The full listing is to be written out again, unchanged.

---- Source data

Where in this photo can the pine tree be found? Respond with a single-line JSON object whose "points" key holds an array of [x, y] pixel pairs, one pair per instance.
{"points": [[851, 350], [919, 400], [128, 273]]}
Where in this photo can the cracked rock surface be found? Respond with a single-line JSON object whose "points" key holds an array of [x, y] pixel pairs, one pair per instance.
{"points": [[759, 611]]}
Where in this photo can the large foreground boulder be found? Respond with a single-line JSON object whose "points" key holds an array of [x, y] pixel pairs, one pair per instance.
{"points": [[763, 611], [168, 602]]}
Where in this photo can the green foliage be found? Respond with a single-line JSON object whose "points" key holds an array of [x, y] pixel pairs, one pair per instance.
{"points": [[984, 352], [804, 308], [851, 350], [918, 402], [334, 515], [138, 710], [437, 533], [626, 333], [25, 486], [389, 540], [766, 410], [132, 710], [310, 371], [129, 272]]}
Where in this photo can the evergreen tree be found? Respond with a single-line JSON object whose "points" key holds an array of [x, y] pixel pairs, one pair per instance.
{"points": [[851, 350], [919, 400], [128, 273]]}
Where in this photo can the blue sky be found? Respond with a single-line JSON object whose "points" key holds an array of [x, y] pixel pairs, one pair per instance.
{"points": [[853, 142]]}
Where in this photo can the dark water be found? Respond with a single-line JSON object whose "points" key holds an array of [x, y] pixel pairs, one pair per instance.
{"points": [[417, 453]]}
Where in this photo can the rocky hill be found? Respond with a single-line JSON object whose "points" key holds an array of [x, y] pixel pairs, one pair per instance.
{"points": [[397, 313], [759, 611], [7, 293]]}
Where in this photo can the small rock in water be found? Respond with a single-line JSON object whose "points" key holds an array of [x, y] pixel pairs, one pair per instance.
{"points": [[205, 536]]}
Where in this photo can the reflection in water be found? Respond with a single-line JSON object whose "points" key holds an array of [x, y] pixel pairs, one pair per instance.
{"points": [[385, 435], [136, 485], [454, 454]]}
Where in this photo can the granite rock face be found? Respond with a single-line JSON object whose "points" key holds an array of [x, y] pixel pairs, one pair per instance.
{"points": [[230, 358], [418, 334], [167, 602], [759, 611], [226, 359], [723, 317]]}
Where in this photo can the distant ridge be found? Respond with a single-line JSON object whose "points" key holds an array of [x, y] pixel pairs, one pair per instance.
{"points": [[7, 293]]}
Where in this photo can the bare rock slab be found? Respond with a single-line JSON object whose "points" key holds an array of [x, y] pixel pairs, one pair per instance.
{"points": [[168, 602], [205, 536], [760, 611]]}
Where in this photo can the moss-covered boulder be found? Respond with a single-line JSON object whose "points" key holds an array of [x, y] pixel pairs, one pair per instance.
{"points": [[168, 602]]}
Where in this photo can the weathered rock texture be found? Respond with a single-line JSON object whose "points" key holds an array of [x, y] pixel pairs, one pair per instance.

--------

» Reply:
Where in this photo can the pine tree be found? Respond with a single-line JSON object whose "points" key holds an array of [x, y] pixel pairs, one pair per instance.
{"points": [[851, 350], [919, 400], [128, 273]]}
Where in this photo can the cracked rock surface be found? Respond with a single-line JSON object whose "points" key holds an array of [x, y] pixel pairs, one pair per instance.
{"points": [[759, 611]]}
Where in this photo can the large foreground boulder be found? Respond with a single-line JSON object whose "points" key holds an array of [x, y] pixel pairs, one pair per instance.
{"points": [[763, 611], [168, 602]]}
Where in this photo can the green foliage be found? Respond with a single-line JSON object whose "points" key holds an array of [x, y] pixel pairs, one pair per instance.
{"points": [[984, 352], [804, 308], [851, 350], [918, 402], [334, 515], [138, 710], [437, 533], [626, 333], [25, 486], [389, 540], [766, 410], [132, 710], [310, 371], [129, 272]]}
Where in this photo can the evergreen tree be found? Respond with a single-line JSON object whose "points" key holds an array of [x, y] pixel pairs, one pair per instance.
{"points": [[851, 350], [919, 400], [128, 273]]}
Where in this photo can the blue sky be found? Respond with a single-line JSON object whose "points" key holds an array of [x, y] pixel pairs, one pair per instance.
{"points": [[853, 142]]}
Where in this photo can the dark water be found? Respond with a single-line JSON object whose "points" key holds an array of [x, y] pixel pairs, one pair per instance.
{"points": [[417, 453]]}
Where in this photo can the rocky hill be found? Respond with a single-line JSON object whose "points" key holds an array of [x, y] pixel pairs, one pair per instance.
{"points": [[397, 313], [759, 611], [7, 293]]}
Where in this photo can the small rock in water be found? Respond with a single-line JSON object whose "points" key holds an array of [x, y] pixel pairs, one pair per instance.
{"points": [[205, 536]]}
Where in this photo can the reflection in water be found? Respond with a single-line JSON object whose "points" key holds an array of [x, y] pixel pairs, one pair per instance.
{"points": [[385, 435], [136, 485], [454, 454]]}
Where in this photo can the granite rock face be found? Respond with a single-line JSON object whose "points" key holds an array of [x, y] pixel pairs, one pair per instance.
{"points": [[230, 358], [418, 334], [167, 602], [759, 611], [226, 359], [723, 317]]}
Where in this photo can the distant ridge be found? Respond with a single-line JSON object whose "points" key holds an array of [x, y] pixel pairs, one pair per instance.
{"points": [[7, 293]]}
Where in this photo can the bare rock slab be found? Respond with a single-line JSON object whose "points" key holds an array of [x, y] pixel pairs, one pair per instance.
{"points": [[168, 602], [205, 536], [760, 611]]}
Where in this photo can the moss-covered boulder be found? Respond with a single-line JSON object whose "points" key holds an array of [x, y] pixel pairs, one pair per instance.
{"points": [[168, 602]]}
Where in this photo can the weathered rock texture be found? Respond with a single-line JSON object whose "points" key holds an array of [x, y] pixel pairs, one pair per instance.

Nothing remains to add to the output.